* _Text segment_:
Nor does James Randi – when interviewed – come out looking like the irrepressible, hyper-rational genius his fans often portray him to be. But Storr is willing to point out the good he has done as well. And this is something many in “alternative” circles typically fail to do. As I said, Storr is very fair.

Storr does not fall short of criticicising – or even ridiculing – various “believers” who seem willing to believe almost anything, irregardless of the evidence to the contrary. Some of his stream-of-consciousness judgments of their deep irrationality make for amusing reading.

Storr concludes that the human mind is a story maker and that it is impossible for us to avoid this – regardless of how “rational” we think we are. We all suffer from cognitive dissonance to some degree. And he is right. Given this the only truly “rational” way to gaze upon the thinking of others is with a gentle appreciation that their distortions are just part of the madness of being human. I suppose the most obvious caveat is in deciding when such thinking is harmful to others – as is the case with David Irving.

If I am pressed to identify any shortcoming of the book, it might be the writer’s failure to adequately address the limits of scientific enquiry and rational analysis. I feel that any genuine attempt to sceptically question the world has to acknowledge the limits of different kinds of perception. There are mindful traditions which have come to the same insights as has Storr, but through introspective means. Some do offer a step beyond the kind of postmodern impasse at which Storr finds himself imobilised at the end of the book. This is, I believe, a civilisational roadblock that we now face. Storr is clearly prepared to explore such possibilities (he relates an agonising Vipisana meditation retreat he attended), but it seems he is yet to resolve this cognitive tension in his own mind.

But then again, it is not Storr’s stated aim to look so far ahead, and it does not make this book any less readable. It’s a great read.

This is one of the best books I have read this year. Buy it and read it. But don’t expect a comfortable ride. You might even finish it feeling a little disturbed.

* _Instructions_:
[A] Answer these questions using the book review:
(i) Who, when interviewed, does not come out looking like the hyper-rational genius his fans often portray?
(ii) What does Storr conclude the human mind is?
(iii) What kind of retreat does the reviewer say Storr relates attending?
[B] Duplicate the stretch of the book review from "Nor does James" through "for amusing reading.".
[C] Summarize the book review in two sentences.
The rows that follow are not required for any of this work.

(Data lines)
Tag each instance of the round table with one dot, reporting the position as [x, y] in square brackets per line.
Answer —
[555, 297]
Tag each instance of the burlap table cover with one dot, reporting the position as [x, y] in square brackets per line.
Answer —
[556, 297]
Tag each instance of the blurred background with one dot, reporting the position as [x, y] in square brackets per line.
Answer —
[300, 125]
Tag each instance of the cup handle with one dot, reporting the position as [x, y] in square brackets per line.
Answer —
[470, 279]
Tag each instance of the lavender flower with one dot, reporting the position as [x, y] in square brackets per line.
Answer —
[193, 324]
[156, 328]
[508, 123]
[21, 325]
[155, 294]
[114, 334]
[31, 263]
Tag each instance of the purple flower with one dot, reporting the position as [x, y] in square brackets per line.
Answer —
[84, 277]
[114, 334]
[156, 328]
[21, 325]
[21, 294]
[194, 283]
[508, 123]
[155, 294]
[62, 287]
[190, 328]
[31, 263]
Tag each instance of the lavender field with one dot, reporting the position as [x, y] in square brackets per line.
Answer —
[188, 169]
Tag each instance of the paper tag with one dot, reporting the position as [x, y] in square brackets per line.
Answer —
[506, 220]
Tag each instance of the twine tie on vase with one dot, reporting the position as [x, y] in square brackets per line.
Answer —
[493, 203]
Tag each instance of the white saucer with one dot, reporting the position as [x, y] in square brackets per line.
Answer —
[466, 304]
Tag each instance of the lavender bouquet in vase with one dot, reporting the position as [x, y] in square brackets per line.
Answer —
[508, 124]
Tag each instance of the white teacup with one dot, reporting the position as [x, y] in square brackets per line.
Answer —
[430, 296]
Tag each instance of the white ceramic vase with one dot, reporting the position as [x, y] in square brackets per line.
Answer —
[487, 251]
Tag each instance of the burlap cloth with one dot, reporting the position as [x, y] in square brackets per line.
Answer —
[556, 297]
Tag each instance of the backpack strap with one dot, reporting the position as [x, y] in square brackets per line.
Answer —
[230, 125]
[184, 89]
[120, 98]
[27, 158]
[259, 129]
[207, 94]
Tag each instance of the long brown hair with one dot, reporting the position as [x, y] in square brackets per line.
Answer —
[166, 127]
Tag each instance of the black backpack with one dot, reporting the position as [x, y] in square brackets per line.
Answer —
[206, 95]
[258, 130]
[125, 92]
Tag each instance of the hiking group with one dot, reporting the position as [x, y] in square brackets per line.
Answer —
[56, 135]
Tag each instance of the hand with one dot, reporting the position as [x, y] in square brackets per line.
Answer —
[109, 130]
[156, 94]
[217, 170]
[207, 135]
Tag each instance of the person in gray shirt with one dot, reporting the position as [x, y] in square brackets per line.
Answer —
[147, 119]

* _Results for the exercise_:
[A]
(i) James Randi
(ii) A story maker
(iii) A Vipisana meditation retreat

[B]
Nor does James Randi – when interviewed – come out looking like the irrepressible, hyper-rational genius his fans often portray him to be. But Storr is willing to point out the good he has done as well. And this is something many in “alternative” circles typically fail to do. As I said, Storr is very fair.

Storr does not fall short of criticicising – or even ridiculing – various “believers” who seem willing to believe almost anything, irregardless of the evidence to the contrary. Some of his stream-of-consciousness judgments of their deep irrationality make for amusing reading.

[C] The reviewer calls Storr very fair because he criticizes credulous believers but also points out the good James Randi has done, and the reviewer agrees with his conclusion that the human mind is a story maker that no one can avoid. The reviewer's one reservation is that the book does not adequately address the limits of scientific enquiry and rational analysis, yet the reviewer ranks it among the best books read this year and warns readers not to expect a comfortable ride.